> [STATED GOAL] Copy out the records below verbatim, starting at their first line and ending with the line that contains "(1034, 447)", including that line.

> [DATA FOR THE TASK]
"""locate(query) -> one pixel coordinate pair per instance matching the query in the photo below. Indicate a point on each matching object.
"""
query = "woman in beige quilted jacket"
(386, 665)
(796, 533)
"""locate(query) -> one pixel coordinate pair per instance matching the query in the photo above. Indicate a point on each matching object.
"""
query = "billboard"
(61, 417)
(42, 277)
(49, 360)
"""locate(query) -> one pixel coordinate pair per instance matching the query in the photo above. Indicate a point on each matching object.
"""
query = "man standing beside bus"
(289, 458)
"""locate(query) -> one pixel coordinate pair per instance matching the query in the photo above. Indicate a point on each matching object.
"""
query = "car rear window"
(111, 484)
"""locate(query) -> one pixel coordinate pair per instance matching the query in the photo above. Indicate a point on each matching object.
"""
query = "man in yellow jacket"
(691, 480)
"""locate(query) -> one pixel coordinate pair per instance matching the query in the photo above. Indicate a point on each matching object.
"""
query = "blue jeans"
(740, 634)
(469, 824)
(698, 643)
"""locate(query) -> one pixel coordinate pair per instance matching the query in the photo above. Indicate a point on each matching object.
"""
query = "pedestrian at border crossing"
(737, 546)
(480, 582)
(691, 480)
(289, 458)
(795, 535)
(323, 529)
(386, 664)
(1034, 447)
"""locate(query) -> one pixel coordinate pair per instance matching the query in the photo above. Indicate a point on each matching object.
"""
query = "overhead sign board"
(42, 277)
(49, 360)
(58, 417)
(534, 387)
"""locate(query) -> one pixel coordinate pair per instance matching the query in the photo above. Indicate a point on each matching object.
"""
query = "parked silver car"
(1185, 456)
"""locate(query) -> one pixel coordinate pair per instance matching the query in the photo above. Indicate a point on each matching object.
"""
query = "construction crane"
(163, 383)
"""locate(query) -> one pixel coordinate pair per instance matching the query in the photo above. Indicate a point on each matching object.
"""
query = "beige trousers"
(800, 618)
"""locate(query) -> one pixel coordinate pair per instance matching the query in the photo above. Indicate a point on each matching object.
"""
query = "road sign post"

> [EXPECTED OUTPUT]
"""locate(query) -> one pixel coordinate pair per instance matching the query in the photo below. Indicate a point on each matching object.
"""
query = "woman in beige quilted jacket"
(386, 665)
(796, 533)
"""locate(query) -> one pixel coordinate pair per instance matching the query in the photo above. Indicate a point on each matching object.
"""
query = "billboard"
(61, 417)
(42, 277)
(49, 360)
"""locate(query) -> one pixel coordinate pair per instance matching the query in the photo above. Indicate a point on each matching object.
"""
query = "man standing beside bus"
(289, 458)
"""locate(query) -> one pixel coordinate pair per instance matching the query in the photo above. Indicate a point on each matching object.
"""
query = "car rear window"
(111, 484)
"""locate(query) -> one pixel coordinate pair per instance matching the query in the photo above. Indicate a point on each matching object.
"""
query = "man in yellow jacket"
(691, 480)
"""locate(query) -> one pixel coordinate pair per instance matching the query in the photo above. Indicate a point on each matching object.
"""
query = "blue jeans"
(740, 634)
(469, 824)
(698, 643)
"""locate(query) -> one pixel coordinate pair per instance matching the query in the photo above. Indicate a point on each matching object.
"""
query = "pedestrian at border crossing"
(737, 546)
(480, 582)
(691, 480)
(289, 458)
(795, 535)
(323, 529)
(386, 664)
(1034, 447)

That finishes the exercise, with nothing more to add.